**Task set**
a – Return the passage of the text on Bill Enright's views on faith and money from "If so, then" up to and including "using the word.", copied word for word.
b – Resume the text on Bill Enright's views on faith and money after its last sentence.

##### Text under study

Enright didn’t develop that kind of thinking solely at the Lake Institute but brought much of it with him when he made the transition from the pulpit. From 1981 to 2004, he was pastor of Second Presbyterian Church, an imposing structure in a well-heeled neighborhood often described as “Indianapolis’ Protestant cathedral.”
As pastor, Enright often broached the money-church taboo, teaching giving as fundamental to Christian joy and molding the congregation into one that “wraps its arms around the city,” said Craig Dykstra, a former parishioner.
“He was never shy about talking about the relationship between faith and money, but it rarely had much to do with pleas for funding the congregation,” said Dykstra, former senior vice president for religion at Lilly Endowment Inc. and now research professor of practical theology at Duke Divinity School and senior fellow at Leadership Education at Duke Divinity.
Instead, Enright maintained that the relationship between faith and money was ultimately an issue of pastoral care, Dykstra said. To Enright, generosity and giving build on gratitude to God for God’s benevolence, which in turn prompts a sense of responsibility for the well-being of the city and the neighbor.
“To Bill, generosity and giving is the constituent dimension of the Christian life,” Dykstra said.
If so, then why have church people been so unwilling to talk about money? Where does the taboo come from?
Enright links it to the rise in the 20th century of the word “stewardship” as a euphemism for “fundraising” by people looking for a way to discuss money without actually using the word.
“Unfortunately, stewardship really has nothing to do with fundraising,” Enright said. “It’s about being a faithful manager of the resources and possessions with which we have been blessed and we have been given. We corrupted the word ‘stewardship,’ and it became a synonym for ‘fundraising.’”
As a result, at least in the Protestant tradition, the only time the pastor talked about money was in the annual stewardship sermon, which was part of the congregation’s annual fundraising effort.
The irony for Christians, Enright said, is that Jesus had more to say about money than any other subject.

##########
##### Stored data

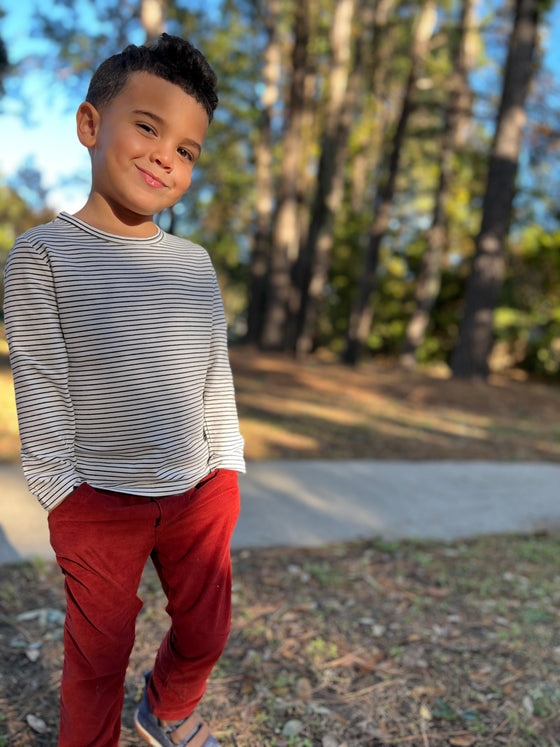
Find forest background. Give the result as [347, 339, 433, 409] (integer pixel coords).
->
[0, 0, 560, 379]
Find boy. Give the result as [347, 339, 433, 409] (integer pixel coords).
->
[5, 34, 244, 747]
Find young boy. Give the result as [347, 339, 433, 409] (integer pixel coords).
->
[5, 34, 244, 747]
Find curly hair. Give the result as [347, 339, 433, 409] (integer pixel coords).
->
[86, 34, 218, 122]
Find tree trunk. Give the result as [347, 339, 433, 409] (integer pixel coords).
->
[400, 0, 475, 368]
[343, 0, 437, 365]
[261, 0, 310, 350]
[451, 0, 542, 379]
[288, 0, 356, 355]
[140, 0, 166, 44]
[245, 0, 282, 345]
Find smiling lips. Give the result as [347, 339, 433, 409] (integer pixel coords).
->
[136, 166, 167, 189]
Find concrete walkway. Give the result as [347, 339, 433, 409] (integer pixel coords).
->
[0, 460, 560, 563]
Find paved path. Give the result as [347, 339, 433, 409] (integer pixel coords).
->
[0, 460, 560, 563]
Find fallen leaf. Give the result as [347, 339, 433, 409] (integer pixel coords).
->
[25, 713, 48, 734]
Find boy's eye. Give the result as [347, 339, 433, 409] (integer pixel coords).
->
[177, 148, 194, 161]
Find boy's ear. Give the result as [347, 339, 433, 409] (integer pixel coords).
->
[76, 101, 101, 148]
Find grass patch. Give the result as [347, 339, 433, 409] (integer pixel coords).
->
[0, 534, 560, 747]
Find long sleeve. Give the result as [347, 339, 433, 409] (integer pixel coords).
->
[4, 238, 81, 509]
[204, 280, 245, 472]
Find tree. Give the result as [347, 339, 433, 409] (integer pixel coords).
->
[289, 0, 361, 356]
[344, 0, 437, 365]
[400, 0, 475, 368]
[245, 0, 282, 345]
[261, 0, 310, 350]
[451, 0, 542, 378]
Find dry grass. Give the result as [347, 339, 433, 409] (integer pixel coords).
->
[0, 342, 560, 747]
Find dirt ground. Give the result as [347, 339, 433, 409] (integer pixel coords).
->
[0, 348, 560, 747]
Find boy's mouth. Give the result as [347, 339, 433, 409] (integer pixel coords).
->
[136, 166, 167, 189]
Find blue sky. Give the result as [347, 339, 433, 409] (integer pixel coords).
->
[0, 0, 560, 212]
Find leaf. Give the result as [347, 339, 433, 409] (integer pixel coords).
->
[432, 698, 457, 721]
[449, 736, 476, 747]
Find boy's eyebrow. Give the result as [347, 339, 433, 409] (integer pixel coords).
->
[132, 109, 202, 153]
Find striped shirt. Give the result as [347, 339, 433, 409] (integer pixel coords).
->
[4, 213, 245, 510]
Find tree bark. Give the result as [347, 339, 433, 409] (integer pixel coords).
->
[451, 0, 542, 379]
[245, 0, 282, 345]
[343, 0, 436, 365]
[288, 0, 357, 356]
[399, 0, 475, 368]
[261, 0, 310, 350]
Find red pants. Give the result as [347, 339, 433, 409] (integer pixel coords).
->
[49, 470, 239, 747]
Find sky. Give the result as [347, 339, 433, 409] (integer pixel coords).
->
[0, 0, 560, 212]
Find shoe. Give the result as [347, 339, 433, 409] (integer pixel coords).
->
[134, 672, 220, 747]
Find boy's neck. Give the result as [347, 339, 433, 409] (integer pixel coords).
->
[74, 198, 159, 239]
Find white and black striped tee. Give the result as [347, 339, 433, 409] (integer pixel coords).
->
[4, 213, 245, 509]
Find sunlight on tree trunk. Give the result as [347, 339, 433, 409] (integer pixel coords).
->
[246, 0, 282, 345]
[261, 0, 310, 350]
[399, 0, 475, 368]
[288, 0, 356, 356]
[140, 0, 166, 43]
[343, 0, 437, 365]
[451, 0, 540, 379]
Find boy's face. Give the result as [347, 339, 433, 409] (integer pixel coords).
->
[78, 72, 208, 231]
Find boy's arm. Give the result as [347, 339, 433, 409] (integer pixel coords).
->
[204, 278, 245, 472]
[4, 238, 81, 510]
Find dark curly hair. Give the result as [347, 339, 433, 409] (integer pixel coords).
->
[86, 34, 218, 122]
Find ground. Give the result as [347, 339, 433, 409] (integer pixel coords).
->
[0, 348, 560, 747]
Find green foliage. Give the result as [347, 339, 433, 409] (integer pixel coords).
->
[4, 0, 560, 376]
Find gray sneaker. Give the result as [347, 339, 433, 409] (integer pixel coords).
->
[134, 672, 220, 747]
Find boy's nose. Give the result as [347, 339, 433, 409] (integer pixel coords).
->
[152, 148, 171, 169]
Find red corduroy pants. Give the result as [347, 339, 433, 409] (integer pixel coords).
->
[49, 470, 239, 747]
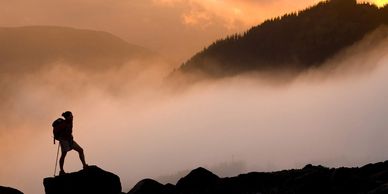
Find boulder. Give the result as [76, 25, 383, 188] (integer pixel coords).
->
[43, 166, 121, 194]
[0, 186, 23, 194]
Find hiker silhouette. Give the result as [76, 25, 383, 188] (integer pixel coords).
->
[53, 111, 88, 175]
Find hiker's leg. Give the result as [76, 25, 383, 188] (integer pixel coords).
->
[59, 140, 71, 172]
[59, 151, 67, 171]
[73, 142, 88, 168]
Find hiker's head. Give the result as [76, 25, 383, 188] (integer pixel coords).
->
[62, 111, 73, 119]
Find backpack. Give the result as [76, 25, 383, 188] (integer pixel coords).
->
[52, 118, 65, 144]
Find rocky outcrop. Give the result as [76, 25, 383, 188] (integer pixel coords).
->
[43, 166, 121, 194]
[0, 186, 23, 194]
[128, 161, 388, 194]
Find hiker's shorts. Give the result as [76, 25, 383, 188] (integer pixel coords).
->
[59, 140, 81, 153]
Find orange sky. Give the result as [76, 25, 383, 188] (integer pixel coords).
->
[0, 0, 386, 63]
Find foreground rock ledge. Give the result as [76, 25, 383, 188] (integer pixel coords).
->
[43, 166, 121, 194]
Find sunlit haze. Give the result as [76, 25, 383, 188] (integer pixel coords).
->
[0, 0, 388, 194]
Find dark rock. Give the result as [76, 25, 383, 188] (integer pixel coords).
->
[43, 166, 121, 194]
[0, 186, 23, 194]
[176, 168, 220, 192]
[128, 179, 175, 194]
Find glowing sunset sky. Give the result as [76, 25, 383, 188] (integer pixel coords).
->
[0, 0, 386, 63]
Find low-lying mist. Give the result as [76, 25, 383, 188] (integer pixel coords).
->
[0, 28, 388, 193]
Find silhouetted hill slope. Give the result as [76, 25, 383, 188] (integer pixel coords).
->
[43, 166, 121, 194]
[0, 26, 152, 71]
[180, 0, 388, 77]
[128, 161, 388, 194]
[0, 186, 23, 194]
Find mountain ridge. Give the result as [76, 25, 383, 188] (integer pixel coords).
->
[0, 26, 155, 72]
[127, 161, 388, 194]
[178, 0, 388, 78]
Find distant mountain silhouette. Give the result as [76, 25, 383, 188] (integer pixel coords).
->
[0, 186, 23, 194]
[0, 26, 154, 71]
[43, 166, 121, 194]
[179, 0, 388, 77]
[128, 161, 388, 194]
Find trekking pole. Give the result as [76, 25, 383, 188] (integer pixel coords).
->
[54, 144, 59, 177]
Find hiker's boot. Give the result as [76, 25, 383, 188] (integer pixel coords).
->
[59, 170, 66, 176]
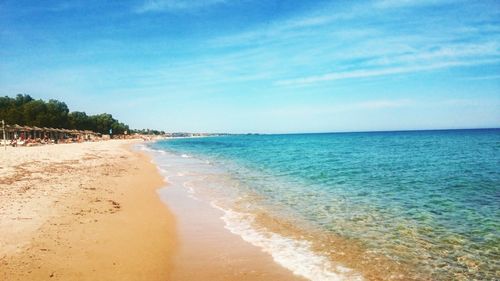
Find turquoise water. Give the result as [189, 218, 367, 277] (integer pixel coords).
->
[153, 129, 500, 280]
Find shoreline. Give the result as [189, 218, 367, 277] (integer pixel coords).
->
[0, 141, 177, 280]
[0, 140, 305, 281]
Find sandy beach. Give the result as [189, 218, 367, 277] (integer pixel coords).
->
[0, 140, 304, 280]
[0, 141, 175, 280]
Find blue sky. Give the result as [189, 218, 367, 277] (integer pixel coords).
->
[0, 0, 500, 133]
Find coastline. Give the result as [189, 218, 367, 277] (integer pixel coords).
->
[0, 140, 305, 281]
[0, 141, 176, 280]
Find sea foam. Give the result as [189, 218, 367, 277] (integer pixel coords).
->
[212, 203, 363, 281]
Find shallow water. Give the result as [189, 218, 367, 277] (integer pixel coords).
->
[151, 130, 500, 280]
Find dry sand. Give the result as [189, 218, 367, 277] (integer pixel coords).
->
[0, 141, 176, 280]
[0, 140, 303, 281]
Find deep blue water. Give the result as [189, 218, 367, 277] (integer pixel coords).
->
[154, 129, 500, 279]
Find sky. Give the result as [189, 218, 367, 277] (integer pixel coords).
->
[0, 0, 500, 133]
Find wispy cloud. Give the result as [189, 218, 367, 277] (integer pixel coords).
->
[135, 0, 227, 13]
[275, 59, 500, 86]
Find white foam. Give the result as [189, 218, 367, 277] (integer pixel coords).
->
[212, 203, 363, 281]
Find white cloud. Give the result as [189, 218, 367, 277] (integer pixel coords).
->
[275, 59, 500, 86]
[135, 0, 226, 13]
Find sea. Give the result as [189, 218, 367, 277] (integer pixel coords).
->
[144, 129, 500, 280]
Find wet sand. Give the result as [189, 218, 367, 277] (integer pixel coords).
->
[159, 180, 306, 281]
[0, 141, 304, 281]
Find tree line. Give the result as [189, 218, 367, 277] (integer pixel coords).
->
[0, 94, 154, 134]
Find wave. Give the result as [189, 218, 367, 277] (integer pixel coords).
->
[212, 202, 363, 281]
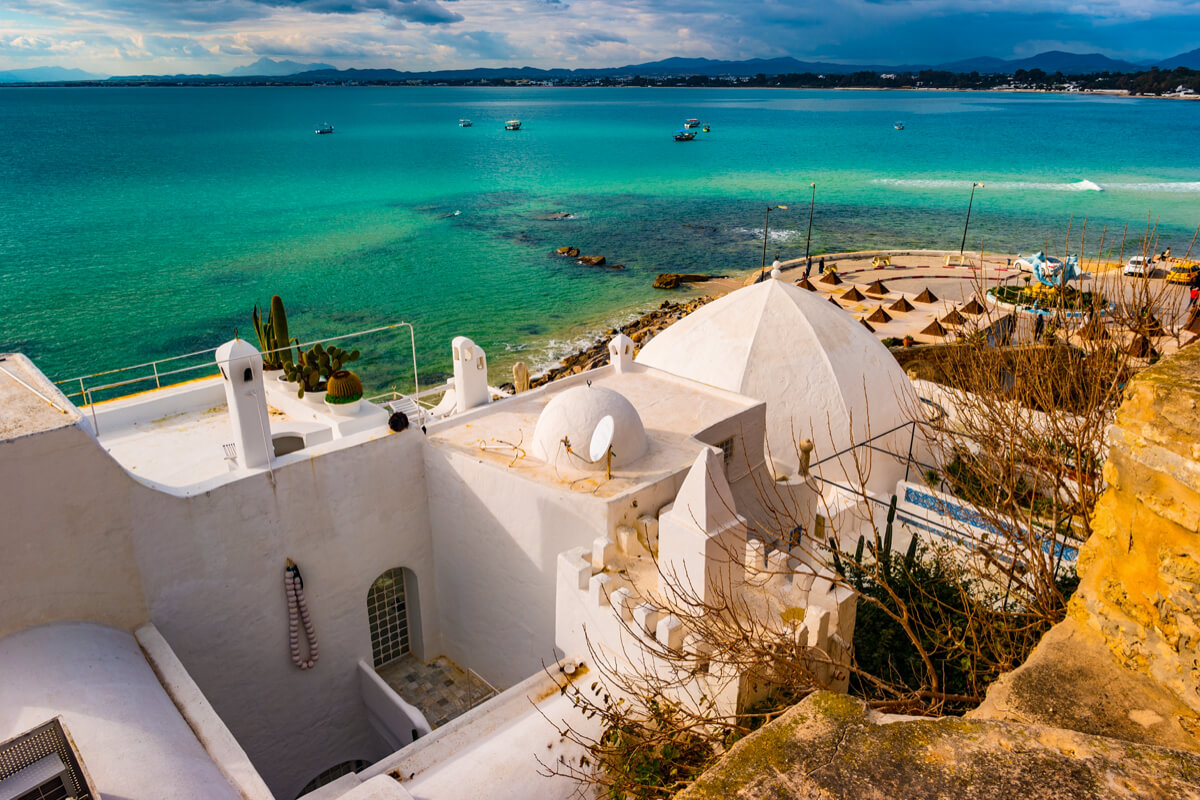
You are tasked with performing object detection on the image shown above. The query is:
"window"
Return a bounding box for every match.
[367,567,409,667]
[716,437,733,467]
[0,717,94,800]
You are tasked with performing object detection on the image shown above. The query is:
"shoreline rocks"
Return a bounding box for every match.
[529,298,715,389]
[654,272,725,289]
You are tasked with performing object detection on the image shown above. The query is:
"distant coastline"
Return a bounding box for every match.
[0,81,1200,101]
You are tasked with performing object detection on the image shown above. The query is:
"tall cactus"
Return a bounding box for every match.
[251,295,292,369]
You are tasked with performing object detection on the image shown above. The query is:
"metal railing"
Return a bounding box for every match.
[54,323,421,405]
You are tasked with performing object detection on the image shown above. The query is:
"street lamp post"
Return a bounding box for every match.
[762,205,787,272]
[959,181,983,256]
[804,184,817,267]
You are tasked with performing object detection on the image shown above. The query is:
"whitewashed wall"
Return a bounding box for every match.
[0,426,149,637]
[425,447,608,688]
[133,431,438,798]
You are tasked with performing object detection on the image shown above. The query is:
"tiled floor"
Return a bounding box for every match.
[376,654,494,728]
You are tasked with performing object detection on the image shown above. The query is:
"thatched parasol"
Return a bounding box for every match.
[1126,336,1158,359]
[1079,317,1109,342]
[866,306,892,323]
[1183,311,1200,336]
[942,308,967,325]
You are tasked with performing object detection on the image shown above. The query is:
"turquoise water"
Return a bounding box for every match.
[0,88,1200,386]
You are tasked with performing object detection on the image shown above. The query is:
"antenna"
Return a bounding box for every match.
[588,414,617,479]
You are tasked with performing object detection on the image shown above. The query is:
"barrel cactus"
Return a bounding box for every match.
[325,369,362,405]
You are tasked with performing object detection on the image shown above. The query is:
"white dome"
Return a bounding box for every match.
[533,386,647,469]
[637,281,914,486]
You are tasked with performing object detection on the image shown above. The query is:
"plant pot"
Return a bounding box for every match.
[322,392,362,416]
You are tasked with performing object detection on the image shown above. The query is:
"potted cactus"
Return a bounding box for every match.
[283,344,361,404]
[325,369,362,416]
[251,295,292,371]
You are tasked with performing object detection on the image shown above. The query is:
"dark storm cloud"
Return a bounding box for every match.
[252,0,463,25]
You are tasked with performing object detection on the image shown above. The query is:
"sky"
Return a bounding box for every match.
[0,0,1200,74]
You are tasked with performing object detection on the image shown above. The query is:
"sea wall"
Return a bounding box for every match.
[1070,345,1200,711]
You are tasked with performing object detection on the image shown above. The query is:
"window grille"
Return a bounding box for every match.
[367,567,409,667]
[716,437,733,467]
[0,717,94,800]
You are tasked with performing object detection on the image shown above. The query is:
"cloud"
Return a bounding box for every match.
[564,30,629,47]
[0,0,1200,72]
[430,30,521,61]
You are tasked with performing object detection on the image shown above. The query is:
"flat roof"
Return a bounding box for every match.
[0,353,79,440]
[0,622,241,800]
[94,375,388,494]
[428,363,760,498]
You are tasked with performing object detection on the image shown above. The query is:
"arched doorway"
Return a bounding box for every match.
[367,567,415,668]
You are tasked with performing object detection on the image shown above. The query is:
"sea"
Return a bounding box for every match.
[0,86,1200,391]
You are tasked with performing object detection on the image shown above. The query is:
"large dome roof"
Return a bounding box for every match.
[637,281,914,485]
[533,385,648,469]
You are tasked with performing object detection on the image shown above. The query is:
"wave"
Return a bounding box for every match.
[872,178,1200,194]
[874,178,1104,192]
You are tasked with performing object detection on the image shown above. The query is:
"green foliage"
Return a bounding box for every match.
[842,537,1079,711]
[592,682,718,800]
[283,343,361,397]
[251,295,292,369]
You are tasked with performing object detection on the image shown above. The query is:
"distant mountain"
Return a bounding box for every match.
[937,50,1146,74]
[0,67,106,83]
[228,58,337,77]
[1156,48,1200,70]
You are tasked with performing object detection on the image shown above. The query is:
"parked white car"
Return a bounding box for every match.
[1121,255,1154,278]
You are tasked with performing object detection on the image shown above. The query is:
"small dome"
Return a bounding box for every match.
[533,386,648,469]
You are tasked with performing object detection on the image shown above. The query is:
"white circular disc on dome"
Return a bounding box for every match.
[588,414,617,463]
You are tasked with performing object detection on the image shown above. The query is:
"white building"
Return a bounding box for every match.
[0,281,964,800]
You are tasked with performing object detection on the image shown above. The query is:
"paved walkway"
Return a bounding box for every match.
[376,654,496,728]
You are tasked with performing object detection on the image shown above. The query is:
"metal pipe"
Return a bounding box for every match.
[0,359,71,414]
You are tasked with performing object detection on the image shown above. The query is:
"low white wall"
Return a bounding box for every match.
[134,624,275,800]
[359,661,433,751]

##########

**Written responses**
a –
If so, then why have church people been so unwilling to talk about money? Where does the taboo come from?
Enright links it to the rise in the 20th century of the word “stewardship” as a euphemism for “fundraising” by people looking for a way to discuss money without actually using the word.

b –
“And that’s New Testament scholars who say that,” Enright said. “Faithful use of possessions and the kingdom of God are the two subjects that he spoke about most frequently. So the question that we ask is, Where did this get lost in the Christian tradition? Why did that get neglected when it was so central?”
As part of the broader Lilly Family School of Philanthropy, the Lake Institute works to answer those and other questions, helping clergy and other faith leaders think differently and talk openly and honestly about the relationship between faith and money.
“One of the principles we use in working with clergy is that you have to learn to talk about faith and giving with integrity,” Enright said. “Don’t dodge the lectionary, the text, when it deals with that, because it deals with that frequently. But separate your teaching on the faithful use of possessions from your fundraising.”
Established in 2003 — with Enright becoming its first full-time director in 2004 — the Lake Institute explores the relationship between faith and giving across various religious traditions, offering classes and programs for faith leaders, fundraisers and others. The institute’s mission is “to foster a greater understanding of the ways in which faith both inspires and informs giving by providing knowledge, education, and training.”
Enright compared the institute’s courses and seminars to a trip to the doctor for the participants. But rather than providing a diagnosis and a prescription, the institute gives its “patients” the tools with which to make their own diagnoses.
Toward that end, the institute last year began offering an executive certificate in religious fundraising, an intensive training program for clergy leaders. Still in its pilot stages, the program is offered in partnership with various seminaries and colleges around the country. Two sessions were offered in 2013, and another seven are scheduled for 2014, all with waiting lists.